→ **Required work**:
Print the passage of the interview below between "McGovern: Paolo has" and "with Paolo Leandri?", inclusive, reproducing it word for word.

→ **Text shown**:
- - -

McGovern: Paolo has natural echoes of Kirby in his style, but since we decided to set our stories in the '70s, there would be no escaping Kirby's influence since it touched all corners of American comics (and often beyond). Kirby encoded the DNA of comic-book visuals, and to me Paolo represents the next evolution in that chain. Meanwhile he surpasses Kirby in certain areas: by the '70s Kirby had lost some of the subtleties of his film-noire, kid-gang work, and of the moody, atmospheric "Black Magic" period; Paolo retains all of this, for a fascinating mix of Kirby's dynamics, Gene Colan's nuances, and Paolo's own visionary design.
Comicus: How did you get in touch with Paolo Leandri?
McGovern: It will scarcely be surprising given my answer above :-) -- he wrote to me at the Jack Kirby Collector magazine in the U.S. to show me some samples, and when I proposed a collaboration it was soon to seem as if the Muse had deposited one-half of several fascinating ideas in each of our heads, waiting for us to discover each other and put the puzzle together!
Comicus: How can Italian readers buy a copy of your book?

- - -

→ **Information provided**:
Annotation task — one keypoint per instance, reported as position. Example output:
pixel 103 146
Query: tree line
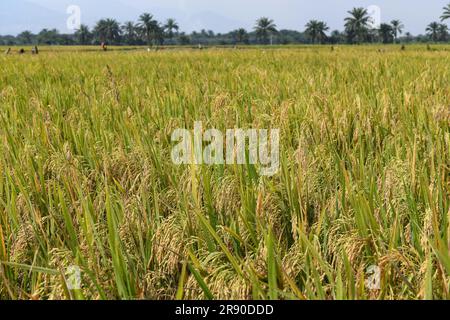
pixel 148 31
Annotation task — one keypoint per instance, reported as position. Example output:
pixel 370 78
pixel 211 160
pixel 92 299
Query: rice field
pixel 363 188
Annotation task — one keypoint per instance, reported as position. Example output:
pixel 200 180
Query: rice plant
pixel 86 176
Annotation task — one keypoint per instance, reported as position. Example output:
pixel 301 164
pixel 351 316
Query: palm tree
pixel 265 27
pixel 26 37
pixel 446 14
pixel 397 28
pixel 433 31
pixel 386 32
pixel 83 34
pixel 171 26
pixel 316 30
pixel 240 35
pixel 443 32
pixel 129 31
pixel 149 28
pixel 357 24
pixel 107 30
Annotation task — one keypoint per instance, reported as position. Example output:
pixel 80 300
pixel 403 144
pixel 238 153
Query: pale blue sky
pixel 218 15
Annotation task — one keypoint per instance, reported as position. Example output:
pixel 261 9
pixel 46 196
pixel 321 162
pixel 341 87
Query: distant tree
pixel 337 37
pixel 397 28
pixel 108 30
pixel 149 28
pixel 357 25
pixel 184 39
pixel 83 35
pixel 433 31
pixel 386 33
pixel 48 37
pixel 26 37
pixel 171 27
pixel 446 14
pixel 129 32
pixel 240 35
pixel 264 28
pixel 316 30
pixel 443 32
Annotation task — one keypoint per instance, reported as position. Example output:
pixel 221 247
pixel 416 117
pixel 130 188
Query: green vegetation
pixel 360 27
pixel 87 180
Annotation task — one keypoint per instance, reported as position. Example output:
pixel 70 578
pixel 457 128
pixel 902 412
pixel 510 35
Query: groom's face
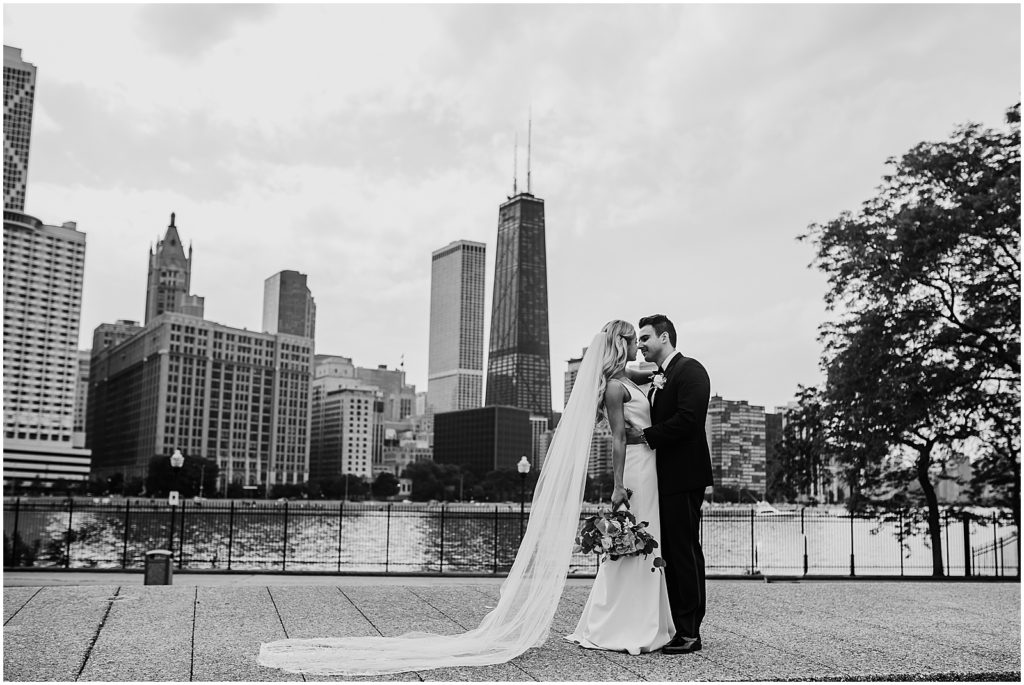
pixel 651 345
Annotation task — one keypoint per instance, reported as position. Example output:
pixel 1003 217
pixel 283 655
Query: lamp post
pixel 177 461
pixel 523 467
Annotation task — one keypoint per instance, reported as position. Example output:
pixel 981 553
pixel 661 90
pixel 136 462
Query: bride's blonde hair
pixel 615 342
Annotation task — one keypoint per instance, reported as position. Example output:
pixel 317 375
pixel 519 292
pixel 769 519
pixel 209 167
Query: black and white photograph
pixel 513 342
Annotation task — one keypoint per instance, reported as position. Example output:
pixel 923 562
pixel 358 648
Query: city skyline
pixel 714 131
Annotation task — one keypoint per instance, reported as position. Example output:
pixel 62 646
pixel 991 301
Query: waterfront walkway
pixel 110 627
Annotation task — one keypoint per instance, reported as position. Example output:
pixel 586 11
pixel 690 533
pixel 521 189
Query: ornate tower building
pixel 170 277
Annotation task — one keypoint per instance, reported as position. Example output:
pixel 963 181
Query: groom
pixel 680 390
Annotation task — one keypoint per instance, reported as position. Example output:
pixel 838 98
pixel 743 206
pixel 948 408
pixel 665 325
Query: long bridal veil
pixel 528 596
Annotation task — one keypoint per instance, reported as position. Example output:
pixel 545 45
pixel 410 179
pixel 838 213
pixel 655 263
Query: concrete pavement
pixel 110 627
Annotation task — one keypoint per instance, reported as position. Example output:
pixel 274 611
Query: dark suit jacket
pixel 677 433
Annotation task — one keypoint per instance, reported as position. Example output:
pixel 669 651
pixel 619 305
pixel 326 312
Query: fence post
pixel 284 552
pixel 124 549
pixel 181 538
pixel 852 565
pixel 946 529
pixel 341 524
pixel 440 568
pixel 230 533
pixel 995 542
pixel 71 515
pixel 805 555
pixel 901 542
pixel 967 545
pixel 13 540
pixel 753 551
pixel 387 541
pixel 495 570
pixel 170 542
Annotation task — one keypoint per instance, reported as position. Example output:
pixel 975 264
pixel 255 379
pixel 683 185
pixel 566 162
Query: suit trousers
pixel 684 560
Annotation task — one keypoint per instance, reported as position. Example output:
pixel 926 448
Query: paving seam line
pixel 528 675
pixel 916 636
pixel 372 625
pixel 16 611
pixel 829 667
pixel 280 619
pixel 598 652
pixel 92 643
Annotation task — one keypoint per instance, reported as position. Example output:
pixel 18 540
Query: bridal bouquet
pixel 615 533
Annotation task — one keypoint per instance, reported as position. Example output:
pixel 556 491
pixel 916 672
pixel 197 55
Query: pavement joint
pixel 192 646
pixel 25 604
pixel 95 636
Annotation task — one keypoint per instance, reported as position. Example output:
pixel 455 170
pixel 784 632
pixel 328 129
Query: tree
pixel 385 485
pixel 925 355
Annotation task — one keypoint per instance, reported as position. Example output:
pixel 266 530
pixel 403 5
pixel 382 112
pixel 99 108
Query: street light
pixel 177 461
pixel 523 467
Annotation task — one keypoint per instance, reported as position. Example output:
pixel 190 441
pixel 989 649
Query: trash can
pixel 158 567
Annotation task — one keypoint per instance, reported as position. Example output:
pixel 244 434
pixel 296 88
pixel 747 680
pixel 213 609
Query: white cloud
pixel 680 150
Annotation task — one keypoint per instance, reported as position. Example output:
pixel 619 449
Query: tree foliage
pixel 923 358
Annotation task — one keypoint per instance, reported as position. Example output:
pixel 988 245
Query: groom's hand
pixel 634 435
pixel 619 497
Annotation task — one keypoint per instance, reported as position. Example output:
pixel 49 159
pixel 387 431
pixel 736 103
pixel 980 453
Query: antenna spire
pixel 529 137
pixel 515 164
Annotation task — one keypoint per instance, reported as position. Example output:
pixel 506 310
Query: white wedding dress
pixel 628 607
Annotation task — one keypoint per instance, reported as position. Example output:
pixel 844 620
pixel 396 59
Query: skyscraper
pixel 18 97
pixel 235 396
pixel 455 370
pixel 519 362
pixel 169 279
pixel 735 431
pixel 288 305
pixel 43 267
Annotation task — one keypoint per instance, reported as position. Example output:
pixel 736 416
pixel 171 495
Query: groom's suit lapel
pixel 652 397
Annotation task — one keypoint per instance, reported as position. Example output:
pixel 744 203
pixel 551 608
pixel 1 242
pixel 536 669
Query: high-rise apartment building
pixel 455 372
pixel 81 398
pixel 519 360
pixel 288 305
pixel 169 280
pixel 346 430
pixel 482 439
pixel 736 435
pixel 18 99
pixel 398 398
pixel 343 427
pixel 235 396
pixel 43 267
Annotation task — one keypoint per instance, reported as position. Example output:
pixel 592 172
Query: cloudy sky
pixel 680 151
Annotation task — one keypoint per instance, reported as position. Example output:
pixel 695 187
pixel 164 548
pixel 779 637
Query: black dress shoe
pixel 681 645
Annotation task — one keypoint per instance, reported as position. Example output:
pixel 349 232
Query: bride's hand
pixel 619 497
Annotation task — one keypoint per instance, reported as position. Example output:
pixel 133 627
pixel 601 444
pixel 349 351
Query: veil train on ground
pixel 528 596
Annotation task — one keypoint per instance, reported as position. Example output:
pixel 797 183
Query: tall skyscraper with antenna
pixel 519 359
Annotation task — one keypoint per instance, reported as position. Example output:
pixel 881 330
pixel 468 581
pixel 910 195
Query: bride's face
pixel 631 346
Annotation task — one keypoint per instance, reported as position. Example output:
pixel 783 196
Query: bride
pixel 530 593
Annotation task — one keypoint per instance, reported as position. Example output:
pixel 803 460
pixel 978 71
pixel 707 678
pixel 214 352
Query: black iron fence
pixel 389 538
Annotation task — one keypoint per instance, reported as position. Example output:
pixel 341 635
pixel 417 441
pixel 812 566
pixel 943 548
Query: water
pixel 431 539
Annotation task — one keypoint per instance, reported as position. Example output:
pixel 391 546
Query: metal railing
pixel 393 538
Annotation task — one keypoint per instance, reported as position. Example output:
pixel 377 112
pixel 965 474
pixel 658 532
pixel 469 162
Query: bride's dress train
pixel 530 593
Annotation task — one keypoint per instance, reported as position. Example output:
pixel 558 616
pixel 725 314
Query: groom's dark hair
pixel 660 324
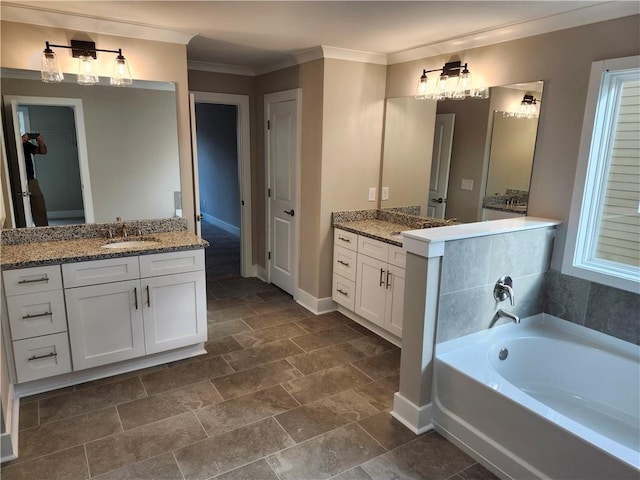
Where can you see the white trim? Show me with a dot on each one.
(50, 17)
(276, 97)
(81, 141)
(9, 439)
(417, 419)
(244, 167)
(582, 191)
(317, 306)
(227, 227)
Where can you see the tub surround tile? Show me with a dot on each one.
(132, 446)
(315, 418)
(165, 405)
(428, 457)
(232, 449)
(162, 467)
(240, 411)
(70, 464)
(327, 455)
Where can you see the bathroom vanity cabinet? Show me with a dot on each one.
(368, 280)
(117, 309)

- - -

→ **Solution**:
McGovern: Paolo has natural echoes of Kirby in his style, but since we decided to set our stories in the '70s, there would be no escaping Kirby's influence since it touched all corners of American comics (and often beyond). Kirby encoded the DNA of comic-book visuals, and to me Paolo represents the next evolution in that chain. Meanwhile he surpasses Kirby in certain areas: by the '70s Kirby had lost some of the subtleties of his film-noire, kid-gang work, and of the moody, atmospheric "Black Magic" period; Paolo retains all of this, for a fascinating mix of Kirby's dynamics, Gene Colan's nuances, and Paolo's own visionary design.
Comicus: How did you get in touch with Paolo Leandri?